**WHAT YOU SHOULD DO**
Transcribe each of the following lines without any change.
---- LISTED RECORDS
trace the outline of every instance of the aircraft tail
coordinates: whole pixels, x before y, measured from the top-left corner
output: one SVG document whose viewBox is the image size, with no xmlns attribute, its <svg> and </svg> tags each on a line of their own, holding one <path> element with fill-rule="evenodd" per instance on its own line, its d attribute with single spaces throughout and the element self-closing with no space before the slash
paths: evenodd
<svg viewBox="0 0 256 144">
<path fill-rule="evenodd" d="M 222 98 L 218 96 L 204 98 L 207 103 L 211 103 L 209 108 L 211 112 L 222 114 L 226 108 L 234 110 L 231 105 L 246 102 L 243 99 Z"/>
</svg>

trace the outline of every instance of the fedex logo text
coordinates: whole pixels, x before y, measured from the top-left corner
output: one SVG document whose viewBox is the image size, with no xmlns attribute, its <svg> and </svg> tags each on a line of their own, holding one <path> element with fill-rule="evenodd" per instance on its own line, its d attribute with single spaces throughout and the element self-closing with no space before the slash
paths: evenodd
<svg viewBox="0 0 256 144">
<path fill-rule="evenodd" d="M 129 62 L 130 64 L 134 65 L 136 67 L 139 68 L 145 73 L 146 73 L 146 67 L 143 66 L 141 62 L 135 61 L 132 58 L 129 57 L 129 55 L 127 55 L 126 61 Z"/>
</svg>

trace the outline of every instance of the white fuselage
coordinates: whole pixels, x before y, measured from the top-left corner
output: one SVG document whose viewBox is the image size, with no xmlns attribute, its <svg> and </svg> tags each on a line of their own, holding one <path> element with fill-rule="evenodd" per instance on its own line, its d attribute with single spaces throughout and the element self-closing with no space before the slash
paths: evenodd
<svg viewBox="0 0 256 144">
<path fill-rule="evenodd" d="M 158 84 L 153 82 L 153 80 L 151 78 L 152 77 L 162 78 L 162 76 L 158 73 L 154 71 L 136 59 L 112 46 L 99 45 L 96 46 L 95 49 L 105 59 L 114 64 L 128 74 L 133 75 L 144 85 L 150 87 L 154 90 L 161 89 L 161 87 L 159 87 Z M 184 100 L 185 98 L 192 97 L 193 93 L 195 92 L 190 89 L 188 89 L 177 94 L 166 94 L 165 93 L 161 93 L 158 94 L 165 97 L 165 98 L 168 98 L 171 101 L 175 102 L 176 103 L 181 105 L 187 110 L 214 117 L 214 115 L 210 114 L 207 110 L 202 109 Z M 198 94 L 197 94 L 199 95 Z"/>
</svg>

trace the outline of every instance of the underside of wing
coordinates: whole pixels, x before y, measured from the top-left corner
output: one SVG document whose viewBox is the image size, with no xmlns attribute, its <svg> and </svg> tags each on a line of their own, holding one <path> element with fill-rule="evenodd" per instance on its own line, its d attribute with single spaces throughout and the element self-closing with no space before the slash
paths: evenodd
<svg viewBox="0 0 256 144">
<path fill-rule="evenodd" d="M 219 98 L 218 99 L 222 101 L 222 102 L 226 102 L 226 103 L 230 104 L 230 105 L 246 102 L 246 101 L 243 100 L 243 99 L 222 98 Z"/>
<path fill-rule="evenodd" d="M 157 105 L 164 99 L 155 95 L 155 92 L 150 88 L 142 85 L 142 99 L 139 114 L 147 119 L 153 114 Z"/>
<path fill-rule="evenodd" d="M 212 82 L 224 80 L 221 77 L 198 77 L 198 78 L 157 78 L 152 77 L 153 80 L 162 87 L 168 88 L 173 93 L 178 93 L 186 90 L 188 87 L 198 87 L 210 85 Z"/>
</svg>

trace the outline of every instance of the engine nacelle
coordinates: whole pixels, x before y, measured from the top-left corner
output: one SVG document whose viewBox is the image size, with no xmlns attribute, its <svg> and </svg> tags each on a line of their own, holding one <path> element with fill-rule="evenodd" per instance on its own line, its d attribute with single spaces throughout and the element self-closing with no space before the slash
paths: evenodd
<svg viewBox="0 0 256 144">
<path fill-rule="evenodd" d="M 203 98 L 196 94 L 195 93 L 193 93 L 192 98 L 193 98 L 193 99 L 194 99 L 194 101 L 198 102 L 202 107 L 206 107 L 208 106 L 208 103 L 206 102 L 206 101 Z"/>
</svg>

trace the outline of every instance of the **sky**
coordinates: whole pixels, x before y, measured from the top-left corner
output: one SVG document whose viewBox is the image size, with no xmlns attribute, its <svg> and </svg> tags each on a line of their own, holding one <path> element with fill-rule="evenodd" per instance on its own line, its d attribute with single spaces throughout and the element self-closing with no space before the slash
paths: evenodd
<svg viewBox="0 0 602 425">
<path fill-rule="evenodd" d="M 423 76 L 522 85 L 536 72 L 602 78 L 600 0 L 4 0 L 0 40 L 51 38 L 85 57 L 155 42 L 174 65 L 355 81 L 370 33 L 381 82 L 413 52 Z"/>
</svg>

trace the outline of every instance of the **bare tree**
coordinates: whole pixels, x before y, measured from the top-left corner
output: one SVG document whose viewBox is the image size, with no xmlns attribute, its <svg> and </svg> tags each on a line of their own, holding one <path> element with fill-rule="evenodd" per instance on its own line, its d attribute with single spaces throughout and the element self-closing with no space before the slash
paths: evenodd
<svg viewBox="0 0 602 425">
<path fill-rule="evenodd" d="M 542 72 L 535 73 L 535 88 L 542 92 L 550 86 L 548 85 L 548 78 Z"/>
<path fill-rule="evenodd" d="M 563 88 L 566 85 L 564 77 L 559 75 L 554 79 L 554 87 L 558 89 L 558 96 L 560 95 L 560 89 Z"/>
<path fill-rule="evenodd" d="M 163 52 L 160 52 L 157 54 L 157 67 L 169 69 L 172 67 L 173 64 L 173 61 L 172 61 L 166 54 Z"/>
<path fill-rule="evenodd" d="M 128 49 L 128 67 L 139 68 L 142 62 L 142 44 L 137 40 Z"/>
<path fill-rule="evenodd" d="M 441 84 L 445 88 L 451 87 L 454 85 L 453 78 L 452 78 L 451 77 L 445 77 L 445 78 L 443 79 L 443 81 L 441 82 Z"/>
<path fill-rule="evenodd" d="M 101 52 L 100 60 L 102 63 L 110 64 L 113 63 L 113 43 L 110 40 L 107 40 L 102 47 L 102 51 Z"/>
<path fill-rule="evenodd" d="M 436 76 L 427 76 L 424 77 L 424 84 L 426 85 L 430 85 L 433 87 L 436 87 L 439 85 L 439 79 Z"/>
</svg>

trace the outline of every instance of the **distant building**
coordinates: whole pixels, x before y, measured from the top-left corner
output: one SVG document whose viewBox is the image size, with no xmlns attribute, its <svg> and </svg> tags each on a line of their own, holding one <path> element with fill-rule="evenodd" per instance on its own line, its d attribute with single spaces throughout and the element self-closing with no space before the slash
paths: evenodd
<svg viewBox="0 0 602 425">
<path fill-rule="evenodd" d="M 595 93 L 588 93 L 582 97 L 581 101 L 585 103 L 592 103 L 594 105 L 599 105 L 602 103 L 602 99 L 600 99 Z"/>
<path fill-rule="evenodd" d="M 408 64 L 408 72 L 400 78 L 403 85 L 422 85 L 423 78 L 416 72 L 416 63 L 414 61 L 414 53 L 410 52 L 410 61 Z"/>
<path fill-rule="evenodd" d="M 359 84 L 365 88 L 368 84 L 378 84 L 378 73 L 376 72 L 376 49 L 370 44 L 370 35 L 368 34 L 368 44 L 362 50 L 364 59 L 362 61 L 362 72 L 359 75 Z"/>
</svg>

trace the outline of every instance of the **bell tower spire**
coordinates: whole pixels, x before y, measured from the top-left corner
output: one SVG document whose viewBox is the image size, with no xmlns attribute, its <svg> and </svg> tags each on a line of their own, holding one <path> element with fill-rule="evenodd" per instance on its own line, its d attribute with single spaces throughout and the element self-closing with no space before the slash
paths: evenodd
--------
**COMPLETED EXERCISE**
trace the outline of every instance of the aircraft tail
coordinates: whole pixels, x before y, measured from the top-left corner
output: one SVG document whose viewBox is the image size, with no xmlns attribute, its <svg> and </svg> tags each on a line of their own, holding one <path> element with fill-rule="evenodd" per instance on its own line, its d attribute with single spaces throughout and the element self-closing with no space before the slash
paths: evenodd
<svg viewBox="0 0 256 144">
<path fill-rule="evenodd" d="M 222 98 L 218 96 L 204 98 L 207 103 L 211 103 L 209 108 L 211 112 L 222 114 L 226 108 L 234 110 L 231 105 L 246 102 L 243 99 Z"/>
</svg>

trace the outline of every instance of the fedex logo text
coordinates: whole pixels, x before y, measured from the top-left corner
output: one SVG document whose viewBox is the image size, with no xmlns attribute, its <svg> and </svg> tags each on a line of their own, holding one <path> element with fill-rule="evenodd" per instance on its own line, its d attribute with single spaces throughout and the element self-closing with no space before the slash
paths: evenodd
<svg viewBox="0 0 256 144">
<path fill-rule="evenodd" d="M 129 62 L 130 64 L 134 65 L 136 67 L 139 68 L 145 73 L 146 73 L 146 67 L 143 66 L 141 62 L 135 61 L 132 58 L 129 57 L 129 55 L 127 55 L 126 61 Z"/>
</svg>

trace the outline of every instance of the white fuselage
coordinates: whole pixels, x before y, measured from the top-left corner
output: one SVG document whose viewBox is the image size, with no xmlns attribute, its <svg> and </svg> tags each on a line of their own, holding one <path> element with fill-rule="evenodd" per instance on its own line, its d attribute with single spaces throughout and the element self-closing with no space before the slash
paths: evenodd
<svg viewBox="0 0 256 144">
<path fill-rule="evenodd" d="M 158 84 L 153 82 L 153 80 L 151 78 L 152 77 L 162 78 L 162 76 L 158 73 L 154 71 L 136 59 L 112 46 L 99 45 L 96 46 L 95 49 L 105 59 L 114 64 L 128 74 L 133 75 L 144 85 L 150 87 L 154 90 L 161 89 L 161 87 L 159 87 Z M 184 100 L 185 98 L 192 97 L 193 93 L 195 92 L 190 89 L 188 89 L 177 94 L 166 94 L 165 93 L 161 93 L 158 94 L 165 97 L 165 98 L 168 98 L 171 101 L 175 102 L 176 103 L 181 105 L 187 110 L 214 117 L 214 115 L 210 114 L 207 110 L 202 109 Z M 198 94 L 197 94 L 199 95 Z"/>
</svg>

trace the outline of every instance of the underside of wing
coordinates: whole pixels, x before y, measured from the top-left corner
output: one SVG document whose viewBox is the image size, with no xmlns attribute, its <svg> and </svg> tags each on a line of their own, holding one <path> element with fill-rule="evenodd" per instance on its own line, its d attribute with single spaces throughout and the element self-closing with no space before the slash
paths: evenodd
<svg viewBox="0 0 256 144">
<path fill-rule="evenodd" d="M 219 98 L 218 99 L 222 101 L 222 102 L 226 102 L 226 103 L 230 104 L 230 105 L 246 102 L 246 101 L 243 100 L 243 99 L 222 98 Z"/>
<path fill-rule="evenodd" d="M 157 105 L 164 99 L 155 95 L 155 92 L 150 88 L 142 85 L 142 99 L 139 114 L 147 119 L 153 114 Z"/>
<path fill-rule="evenodd" d="M 212 82 L 224 80 L 221 77 L 198 77 L 198 78 L 157 78 L 152 77 L 153 80 L 162 87 L 168 88 L 173 93 L 178 93 L 186 90 L 188 87 L 198 87 L 210 85 Z"/>
</svg>

trace the outline of every instance of the engine nacelle
coordinates: whole pixels, x before y, measured from the top-left corner
output: one SVG document whose viewBox is the image size, with no xmlns attribute, its <svg> and </svg> tags each on a line of their own, holding one <path> element with fill-rule="evenodd" per instance on its own line, its d attribute with single spaces throughout and the element self-closing with no space before the slash
paths: evenodd
<svg viewBox="0 0 256 144">
<path fill-rule="evenodd" d="M 203 98 L 196 94 L 195 93 L 193 93 L 192 98 L 193 98 L 193 99 L 194 99 L 194 101 L 198 102 L 202 107 L 206 107 L 208 106 L 208 103 L 206 102 L 206 101 Z"/>
</svg>

trace the outline of every instance of the **sky**
coordinates: whole pixels, x before y, measured from the top-left corner
output: one SVG document whose viewBox is the image size, with no xmlns attribute, its <svg> and </svg> tags each on a line of their own, holding one <path> element with fill-rule="evenodd" per instance on its own line, its d attribute with single spaces throughout and the element self-closing with no space before the slash
paths: evenodd
<svg viewBox="0 0 602 425">
<path fill-rule="evenodd" d="M 423 76 L 522 85 L 536 72 L 602 78 L 600 0 L 4 0 L 0 40 L 51 38 L 85 57 L 155 42 L 174 65 L 355 81 L 370 33 L 381 82 L 413 52 Z"/>
</svg>

trace the outline of every instance of the **bare tree**
coordinates: whole pixels, x before y, measured from the top-left corner
output: one SVG document whose viewBox is the image size, with no xmlns attribute, its <svg> and </svg> tags each on a line of their own, holding one <path> element with fill-rule="evenodd" per instance on its own line, its d attribute with single spaces throughout and the element self-closing with no space before the slash
paths: evenodd
<svg viewBox="0 0 602 425">
<path fill-rule="evenodd" d="M 542 72 L 535 73 L 535 88 L 542 92 L 550 86 L 548 85 L 548 78 Z"/>
<path fill-rule="evenodd" d="M 563 88 L 566 85 L 564 77 L 559 75 L 554 79 L 554 87 L 558 89 L 558 96 L 560 95 L 560 89 Z"/>
<path fill-rule="evenodd" d="M 163 52 L 160 52 L 157 54 L 157 67 L 169 69 L 172 67 L 173 64 L 173 61 L 172 61 L 166 54 Z"/>
<path fill-rule="evenodd" d="M 128 49 L 128 67 L 139 68 L 142 62 L 142 44 L 137 40 Z"/>
<path fill-rule="evenodd" d="M 441 84 L 445 88 L 451 87 L 454 85 L 453 78 L 452 78 L 451 77 L 445 77 L 445 78 L 443 79 L 443 81 L 441 82 Z"/>
<path fill-rule="evenodd" d="M 101 52 L 100 60 L 102 63 L 110 64 L 113 63 L 113 43 L 110 40 L 107 40 L 102 47 L 102 51 Z"/>
<path fill-rule="evenodd" d="M 436 76 L 427 76 L 424 77 L 424 84 L 426 85 L 430 85 L 433 87 L 436 87 L 439 85 L 439 79 Z"/>
</svg>

trace the outline of every instance of the **distant building**
coordinates: whole pixels, x before y, measured from the top-left corner
output: one SVG document whose viewBox is the image size, with no xmlns attribute, its <svg> and </svg> tags each on a line of their own, holding one <path> element with fill-rule="evenodd" per instance on its own line, its d attribute with single spaces throughout and the element self-closing with no space before the slash
paths: evenodd
<svg viewBox="0 0 602 425">
<path fill-rule="evenodd" d="M 595 93 L 588 93 L 582 97 L 581 101 L 585 103 L 592 103 L 594 105 L 599 105 L 602 103 L 602 99 L 600 99 Z"/>
<path fill-rule="evenodd" d="M 408 64 L 408 72 L 400 78 L 403 85 L 422 85 L 423 78 L 416 72 L 416 63 L 414 61 L 414 53 L 410 52 L 410 61 Z"/>
<path fill-rule="evenodd" d="M 359 84 L 365 88 L 368 84 L 378 84 L 378 73 L 376 72 L 376 49 L 370 44 L 370 35 L 368 34 L 368 44 L 362 50 L 364 59 L 362 61 L 362 72 L 359 75 Z"/>
</svg>

trace the outline of every instance of the **bell tower spire**
coordinates: whole pixels, x before y, measured from the top-left corner
output: one SVG document whose viewBox is the image size, with no xmlns attribute, its <svg> and </svg> tags each on a line of their own, holding one <path> element with fill-rule="evenodd" per instance on its own line, its d attribute with single spaces throughout and the element self-closing with no space before the slash
paths: evenodd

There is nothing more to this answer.